__Extract to read__
- - - - - - -

Trauma prevention programs recognises that PTSD is a major issue for all members of the family affected by childhood cancer. They use various assessment tools to identify individuals and families most at risk, and provide support services and activities early to reduce trauma risk from the cancer experience.
Initiatives like this Trauma Prevention program developed at Children’s Hospital of Philadelphia can help identify individuals and families most at risk before problems escalate, and ensure early support to reduce the trauma burden.
Trauma assessment and prevention initiatives in paediatric oncology are usually provided through the paediatric oncology service. They may be delivered in collaboration with allied teams such as psychology, child life, and social work.
What About Retinoblastoma Care?
Many retinoblastoma patients now have no contact with paediatric oncology, as treatment and follow-up care is received solely through the ocular-oncology program. The ophthalmology department may or may not be located in a paediatric hospital with easy connection to paediatric oncology.
When a family has little or no interaction with a paediatric oncology program, they are at high risk of missing out on child and family supports offered through the program, and the oncology outpatient treatment centre. They may struggle to access support services either because they are unaware of them, or because they are unable to access them from outside the paediatric oncology program.
Retinoblastoma patient families need access to trauma prevention programs, like any other families affected by childhood cancer, including all families treated exclusively within an ocular oncology service. Collaborative care between paediatric oncology and ophthalmology can ensure these services are extended to every patient family. Preventing problems by providing the right psychosocial supports from the time of diagnosis is an important goal in delivering complete family and patient focused care.
How Can We Access Trauma Prevention Supports?
If your child receives care through a paediatric oncology service, check in with the child life / hospital play specialist, nurse specialist, or oncology social worker to be sure you are receiving alerts about available programs. Ask what is available and how you can be notified when new opportunities arise.

- - - - - - -

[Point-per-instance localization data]

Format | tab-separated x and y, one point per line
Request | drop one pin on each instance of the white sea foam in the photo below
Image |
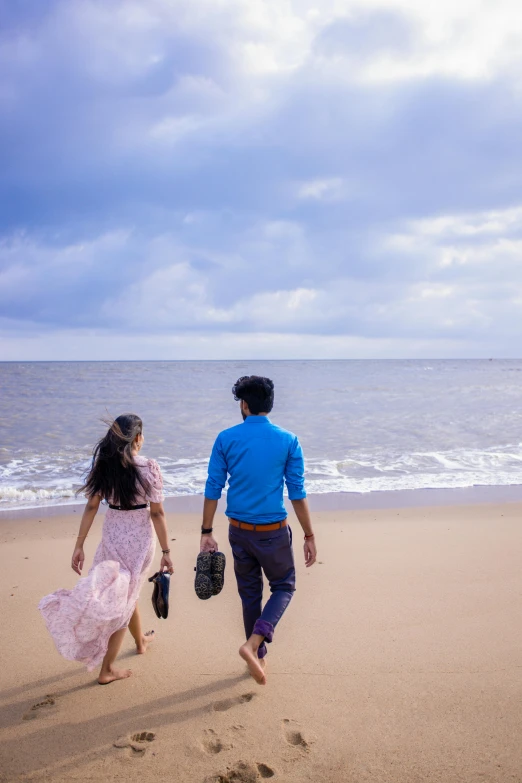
363	473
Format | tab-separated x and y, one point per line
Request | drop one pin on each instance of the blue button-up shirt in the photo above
258	457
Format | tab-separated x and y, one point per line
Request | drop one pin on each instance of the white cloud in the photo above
332	189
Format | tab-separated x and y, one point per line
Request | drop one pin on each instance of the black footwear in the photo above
217	572
160	594
203	581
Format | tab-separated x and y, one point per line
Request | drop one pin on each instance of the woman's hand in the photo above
166	564
78	560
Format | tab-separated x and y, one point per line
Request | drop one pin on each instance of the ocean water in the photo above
365	426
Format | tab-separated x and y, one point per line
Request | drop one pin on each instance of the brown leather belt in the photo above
258	528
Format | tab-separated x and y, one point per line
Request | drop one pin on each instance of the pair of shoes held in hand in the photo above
210	574
160	594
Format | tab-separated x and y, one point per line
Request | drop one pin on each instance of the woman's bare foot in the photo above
255	667
146	639
113	674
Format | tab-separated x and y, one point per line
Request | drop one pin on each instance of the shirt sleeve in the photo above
294	472
217	472
155	479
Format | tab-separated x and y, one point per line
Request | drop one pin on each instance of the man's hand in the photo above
208	543
167	564
310	551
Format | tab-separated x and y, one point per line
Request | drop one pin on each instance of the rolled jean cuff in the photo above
264	628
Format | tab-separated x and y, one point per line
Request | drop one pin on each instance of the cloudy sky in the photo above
260	179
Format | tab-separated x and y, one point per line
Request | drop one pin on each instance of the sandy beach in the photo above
399	660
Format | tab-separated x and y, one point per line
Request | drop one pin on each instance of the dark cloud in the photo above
146	172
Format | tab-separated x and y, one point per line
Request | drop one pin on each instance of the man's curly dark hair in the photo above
256	391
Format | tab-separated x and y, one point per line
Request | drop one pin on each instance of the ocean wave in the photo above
37	482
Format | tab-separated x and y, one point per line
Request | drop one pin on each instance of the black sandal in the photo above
160	594
203	582
217	572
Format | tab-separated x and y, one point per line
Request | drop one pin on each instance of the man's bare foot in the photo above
146	639
255	667
114	674
262	662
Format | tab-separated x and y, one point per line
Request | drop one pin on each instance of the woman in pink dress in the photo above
89	622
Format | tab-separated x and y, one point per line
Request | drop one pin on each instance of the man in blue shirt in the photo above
258	458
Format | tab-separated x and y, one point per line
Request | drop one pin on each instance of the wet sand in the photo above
399	660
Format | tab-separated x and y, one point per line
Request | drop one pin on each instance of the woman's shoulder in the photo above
145	462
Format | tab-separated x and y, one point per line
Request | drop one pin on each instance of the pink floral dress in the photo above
82	620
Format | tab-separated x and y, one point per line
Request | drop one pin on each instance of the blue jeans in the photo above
256	552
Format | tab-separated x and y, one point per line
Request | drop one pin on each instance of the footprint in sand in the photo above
211	742
293	736
136	742
227	704
243	772
40	708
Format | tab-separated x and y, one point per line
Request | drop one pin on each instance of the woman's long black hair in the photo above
113	473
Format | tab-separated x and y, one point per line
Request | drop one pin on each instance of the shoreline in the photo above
398	661
327	501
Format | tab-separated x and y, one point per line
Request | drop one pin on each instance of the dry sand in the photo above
399	660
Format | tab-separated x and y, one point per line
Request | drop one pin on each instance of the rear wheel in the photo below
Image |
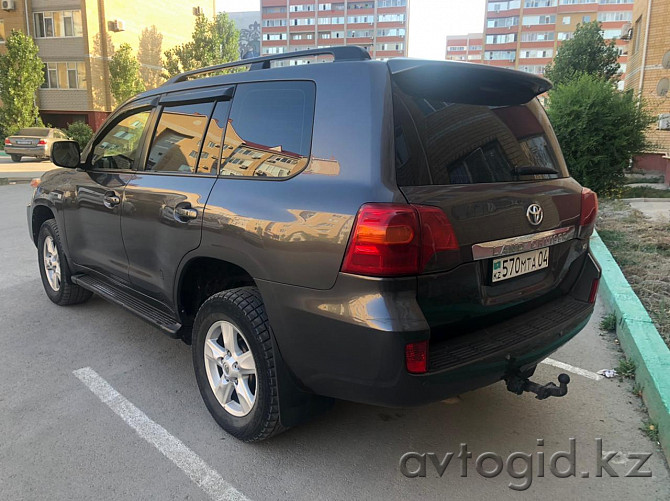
54	269
234	364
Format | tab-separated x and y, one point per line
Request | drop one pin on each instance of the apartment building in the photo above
526	34
292	25
465	47
649	73
76	39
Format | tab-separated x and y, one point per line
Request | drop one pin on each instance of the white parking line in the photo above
574	370
172	448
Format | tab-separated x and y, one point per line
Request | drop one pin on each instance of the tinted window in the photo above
178	138
119	148
211	146
33	131
269	132
450	143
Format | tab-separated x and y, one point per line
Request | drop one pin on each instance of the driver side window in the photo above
119	148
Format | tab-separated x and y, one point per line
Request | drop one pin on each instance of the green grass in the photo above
608	323
640	179
626	368
644	192
650	429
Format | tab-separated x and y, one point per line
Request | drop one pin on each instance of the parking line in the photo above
171	447
574	370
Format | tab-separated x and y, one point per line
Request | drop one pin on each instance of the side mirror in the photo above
66	154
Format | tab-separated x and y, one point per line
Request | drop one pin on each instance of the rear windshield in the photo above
33	131
439	142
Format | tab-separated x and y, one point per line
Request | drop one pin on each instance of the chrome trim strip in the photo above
514	245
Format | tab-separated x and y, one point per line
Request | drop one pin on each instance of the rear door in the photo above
163	204
480	147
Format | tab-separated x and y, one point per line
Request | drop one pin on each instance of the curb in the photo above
639	339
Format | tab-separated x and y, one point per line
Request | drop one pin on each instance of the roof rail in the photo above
340	53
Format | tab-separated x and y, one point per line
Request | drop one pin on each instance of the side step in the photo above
116	295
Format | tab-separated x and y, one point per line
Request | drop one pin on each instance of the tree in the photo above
213	42
21	74
587	52
124	72
149	55
599	128
80	132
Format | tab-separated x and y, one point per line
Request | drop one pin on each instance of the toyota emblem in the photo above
535	214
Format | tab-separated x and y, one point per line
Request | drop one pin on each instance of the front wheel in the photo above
234	364
54	268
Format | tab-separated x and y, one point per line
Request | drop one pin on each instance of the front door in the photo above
163	204
93	201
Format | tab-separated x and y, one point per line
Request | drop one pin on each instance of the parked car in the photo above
392	233
33	142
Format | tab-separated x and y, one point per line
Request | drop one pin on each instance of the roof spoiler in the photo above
466	83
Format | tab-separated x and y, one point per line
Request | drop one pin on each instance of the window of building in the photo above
502	22
498	39
537	36
64	75
391	18
608	17
176	142
273	121
529	4
120	152
637	33
506	5
536	53
390	32
58	24
535	20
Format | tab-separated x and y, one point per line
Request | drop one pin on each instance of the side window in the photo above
178	138
211	146
119	148
269	132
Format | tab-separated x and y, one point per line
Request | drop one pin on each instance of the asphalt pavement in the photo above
147	435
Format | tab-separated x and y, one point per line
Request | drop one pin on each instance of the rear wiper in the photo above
531	170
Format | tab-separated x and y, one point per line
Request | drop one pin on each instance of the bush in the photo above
80	132
600	129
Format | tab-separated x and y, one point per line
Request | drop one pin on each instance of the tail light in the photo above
416	357
587	219
395	240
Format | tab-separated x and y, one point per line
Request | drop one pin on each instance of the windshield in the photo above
33	131
439	142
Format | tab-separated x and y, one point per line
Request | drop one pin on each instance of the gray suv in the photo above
392	233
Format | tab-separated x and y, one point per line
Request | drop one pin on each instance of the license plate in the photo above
508	267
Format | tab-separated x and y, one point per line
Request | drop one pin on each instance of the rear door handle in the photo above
184	214
111	200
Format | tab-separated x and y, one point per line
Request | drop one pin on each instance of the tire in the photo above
56	279
241	314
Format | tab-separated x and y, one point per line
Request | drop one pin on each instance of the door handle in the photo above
111	200
184	214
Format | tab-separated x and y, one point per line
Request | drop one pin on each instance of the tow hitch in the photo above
518	383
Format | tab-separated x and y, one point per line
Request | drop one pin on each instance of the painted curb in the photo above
639	339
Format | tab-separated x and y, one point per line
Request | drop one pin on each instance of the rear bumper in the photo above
27	151
348	342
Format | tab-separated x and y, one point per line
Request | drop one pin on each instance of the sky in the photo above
430	22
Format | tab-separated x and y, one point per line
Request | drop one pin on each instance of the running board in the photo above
116	295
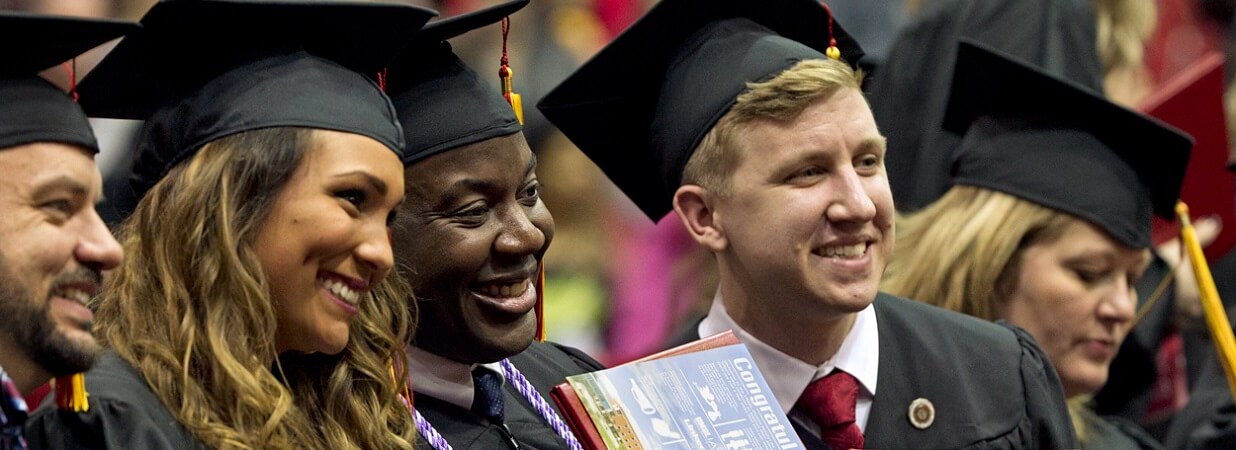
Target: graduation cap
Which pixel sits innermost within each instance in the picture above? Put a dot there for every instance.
(203, 69)
(441, 103)
(1193, 100)
(31, 109)
(1063, 146)
(444, 104)
(642, 105)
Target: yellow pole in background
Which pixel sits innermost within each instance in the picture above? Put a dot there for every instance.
(1216, 318)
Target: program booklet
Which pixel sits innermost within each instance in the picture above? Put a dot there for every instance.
(702, 399)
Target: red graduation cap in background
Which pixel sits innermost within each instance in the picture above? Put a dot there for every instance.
(1193, 101)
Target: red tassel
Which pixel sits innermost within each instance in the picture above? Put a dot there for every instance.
(504, 76)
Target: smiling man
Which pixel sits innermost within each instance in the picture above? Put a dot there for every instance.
(731, 114)
(470, 239)
(53, 245)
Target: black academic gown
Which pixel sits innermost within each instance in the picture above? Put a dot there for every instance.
(124, 414)
(990, 385)
(910, 92)
(545, 365)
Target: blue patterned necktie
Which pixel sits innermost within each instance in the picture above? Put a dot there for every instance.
(487, 401)
(12, 414)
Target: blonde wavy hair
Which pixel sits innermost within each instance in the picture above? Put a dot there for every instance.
(963, 252)
(960, 252)
(190, 309)
(780, 98)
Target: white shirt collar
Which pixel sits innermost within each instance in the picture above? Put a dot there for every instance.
(787, 376)
(444, 378)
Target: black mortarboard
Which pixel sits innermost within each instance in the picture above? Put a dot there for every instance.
(441, 103)
(1061, 145)
(203, 69)
(909, 93)
(643, 104)
(31, 109)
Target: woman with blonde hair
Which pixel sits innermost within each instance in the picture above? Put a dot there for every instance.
(255, 309)
(1047, 224)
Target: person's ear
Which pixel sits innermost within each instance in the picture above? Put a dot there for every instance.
(697, 209)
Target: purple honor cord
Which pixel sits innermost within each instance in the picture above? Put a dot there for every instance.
(529, 393)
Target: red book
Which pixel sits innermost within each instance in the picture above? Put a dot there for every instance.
(1193, 101)
(577, 417)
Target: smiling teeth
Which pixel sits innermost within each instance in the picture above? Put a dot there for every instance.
(74, 294)
(504, 291)
(341, 291)
(846, 251)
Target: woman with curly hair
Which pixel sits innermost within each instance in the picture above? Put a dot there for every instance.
(255, 310)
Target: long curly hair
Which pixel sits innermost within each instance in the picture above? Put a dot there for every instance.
(190, 309)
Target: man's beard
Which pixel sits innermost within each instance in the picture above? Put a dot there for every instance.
(33, 330)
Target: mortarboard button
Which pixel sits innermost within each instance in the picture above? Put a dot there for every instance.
(922, 413)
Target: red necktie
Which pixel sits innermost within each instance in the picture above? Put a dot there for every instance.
(829, 402)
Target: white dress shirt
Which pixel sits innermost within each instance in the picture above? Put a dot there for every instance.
(444, 378)
(787, 376)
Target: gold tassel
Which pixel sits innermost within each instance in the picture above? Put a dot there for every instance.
(1213, 307)
(508, 93)
(540, 303)
(71, 393)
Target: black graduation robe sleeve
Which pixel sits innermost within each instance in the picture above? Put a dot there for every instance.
(990, 385)
(124, 414)
(1045, 397)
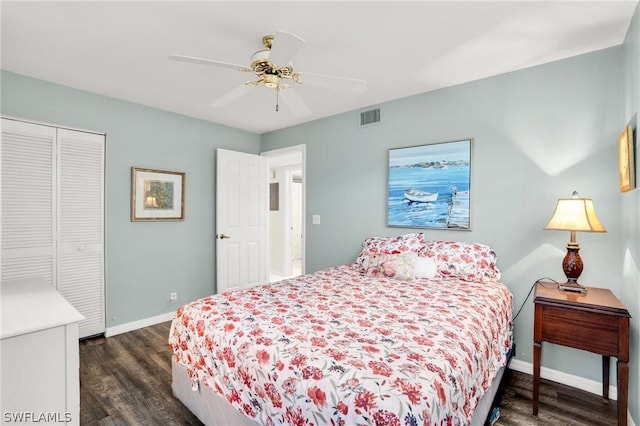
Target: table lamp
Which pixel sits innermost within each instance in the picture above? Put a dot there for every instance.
(574, 214)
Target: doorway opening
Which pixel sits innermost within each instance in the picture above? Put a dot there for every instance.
(286, 212)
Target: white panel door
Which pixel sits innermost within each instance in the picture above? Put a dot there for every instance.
(241, 220)
(81, 226)
(28, 201)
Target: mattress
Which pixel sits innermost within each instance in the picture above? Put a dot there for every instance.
(341, 347)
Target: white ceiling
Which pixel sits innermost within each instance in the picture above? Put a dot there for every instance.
(120, 49)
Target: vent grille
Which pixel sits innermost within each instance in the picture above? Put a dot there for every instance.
(369, 117)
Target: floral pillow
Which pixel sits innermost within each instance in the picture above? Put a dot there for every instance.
(390, 245)
(466, 261)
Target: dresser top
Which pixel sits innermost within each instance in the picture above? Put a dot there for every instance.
(595, 299)
(31, 305)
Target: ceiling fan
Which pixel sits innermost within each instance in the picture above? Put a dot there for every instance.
(273, 68)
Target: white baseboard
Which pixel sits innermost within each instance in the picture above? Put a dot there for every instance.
(146, 322)
(568, 379)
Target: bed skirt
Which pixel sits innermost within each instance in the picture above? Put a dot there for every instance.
(214, 410)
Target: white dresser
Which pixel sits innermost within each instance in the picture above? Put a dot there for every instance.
(40, 358)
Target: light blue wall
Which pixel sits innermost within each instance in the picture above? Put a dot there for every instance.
(630, 214)
(144, 261)
(539, 134)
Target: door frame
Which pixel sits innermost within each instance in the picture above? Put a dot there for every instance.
(281, 155)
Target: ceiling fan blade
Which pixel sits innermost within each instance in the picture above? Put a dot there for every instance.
(343, 84)
(231, 96)
(203, 61)
(294, 102)
(284, 48)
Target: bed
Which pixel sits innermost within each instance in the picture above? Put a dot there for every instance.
(414, 332)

- - - - - - -

__Work to complete__
**a.** Name the allied teams that, according to the passage on trauma prevention in childhood cancer, may collaborate with the paediatric oncology service in delivering trauma assessment and prevention initiatives.
**b.** Carry the passage on trauma prevention in childhood cancer forward from its last sentence.

__Outputs for the tasks__
**a.** psychology, child life, social work

**b.**
If your child does not receive care through a paediatric oncology program, it is vital to ask if you have been connected into all the supports on offer at the hospital for oncology families. If the eye centre is part of a different hospital from the paediatric oncology service, ask specifically about supports available through the other hospital.
Ask the child life / play specialist or social worker serving your department what supports are available through paediatric oncology, and how you can be connected to them. Alternatively, ask your child’s ocular oncologist for referral to the paediatric oncology service so your family can access relevant supports available to other childhood cancer families.
Some enriched support programs are available within the hospital, while many others are available in the community through cancer specific charities and groups. Recently, more of these support programs have been made available virtually.
For all families, be aware that support programs may be promoted on patient/family noticeboards. Ask how the department shares information. If a noticeboard is used and you have limited sight, ask at every visit for someone to review the contents with you, to ensure you do not miss out on new opportunities. If you need information provided in a particular format for accessibility, ensure the team is aware of and understands your specific requirements.